━━ Records for processing ━━

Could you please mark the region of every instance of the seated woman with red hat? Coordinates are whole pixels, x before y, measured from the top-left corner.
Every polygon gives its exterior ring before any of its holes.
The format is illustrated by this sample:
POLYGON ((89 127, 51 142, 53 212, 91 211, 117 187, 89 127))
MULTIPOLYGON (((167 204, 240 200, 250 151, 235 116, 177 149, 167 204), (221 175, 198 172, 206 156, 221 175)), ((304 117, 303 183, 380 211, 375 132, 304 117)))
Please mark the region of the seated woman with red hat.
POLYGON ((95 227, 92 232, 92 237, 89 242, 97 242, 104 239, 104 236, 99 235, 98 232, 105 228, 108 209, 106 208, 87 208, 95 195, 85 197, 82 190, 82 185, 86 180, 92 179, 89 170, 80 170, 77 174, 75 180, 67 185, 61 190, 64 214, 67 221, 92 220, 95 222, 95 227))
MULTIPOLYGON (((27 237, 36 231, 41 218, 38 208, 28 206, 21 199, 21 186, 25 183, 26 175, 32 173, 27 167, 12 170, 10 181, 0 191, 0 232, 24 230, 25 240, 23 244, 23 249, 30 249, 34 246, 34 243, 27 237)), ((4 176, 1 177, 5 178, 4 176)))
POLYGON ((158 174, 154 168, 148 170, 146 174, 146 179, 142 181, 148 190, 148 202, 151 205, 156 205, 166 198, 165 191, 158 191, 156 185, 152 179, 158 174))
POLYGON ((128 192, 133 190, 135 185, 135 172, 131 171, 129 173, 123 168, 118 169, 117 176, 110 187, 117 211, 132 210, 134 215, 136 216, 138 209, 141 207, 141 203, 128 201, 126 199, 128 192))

━━━

(Brief) Reproduce the lines above, replacing "red hat" with "straw hat" wherever it occurs and leaving everything else as it is.

(Written reply)
Could you please mark the region of every instance of the seated woman with straw hat? Coordinates are whole pixels, x before y, measured from the top-left corner.
Every polygon gives its exterior ring before any of its holes.
The format is illustrated by this sample:
POLYGON ((89 127, 51 142, 53 212, 91 211, 117 187, 89 127))
MULTIPOLYGON (((167 204, 240 200, 250 151, 235 116, 177 149, 167 204), (221 175, 198 172, 206 156, 221 175)), ((304 117, 303 183, 380 211, 375 132, 304 117)))
Please mark the region of the seated woman with straw hat.
POLYGON ((95 227, 92 232, 92 237, 89 242, 97 242, 104 239, 104 236, 99 235, 98 232, 105 228, 108 209, 106 208, 87 208, 95 195, 85 197, 82 190, 82 185, 86 180, 92 179, 89 170, 80 170, 77 174, 75 180, 67 185, 61 190, 64 214, 67 221, 92 220, 95 222, 95 227))
MULTIPOLYGON (((27 237, 36 231, 41 218, 38 208, 28 206, 21 199, 21 186, 25 183, 26 175, 32 173, 27 167, 12 170, 10 181, 0 191, 0 232, 24 230, 25 240, 23 244, 23 249, 30 249, 34 246, 34 243, 27 237)), ((4 176, 1 177, 5 178, 4 176)))
POLYGON ((158 174, 154 168, 148 170, 146 174, 146 179, 142 181, 148 190, 148 202, 151 205, 156 205, 166 198, 165 191, 158 191, 156 185, 152 179, 158 174))
POLYGON ((128 192, 133 190, 135 185, 135 172, 131 171, 129 173, 123 168, 118 169, 117 176, 110 187, 117 211, 132 210, 134 215, 136 216, 138 209, 141 207, 141 203, 128 201, 126 199, 128 192))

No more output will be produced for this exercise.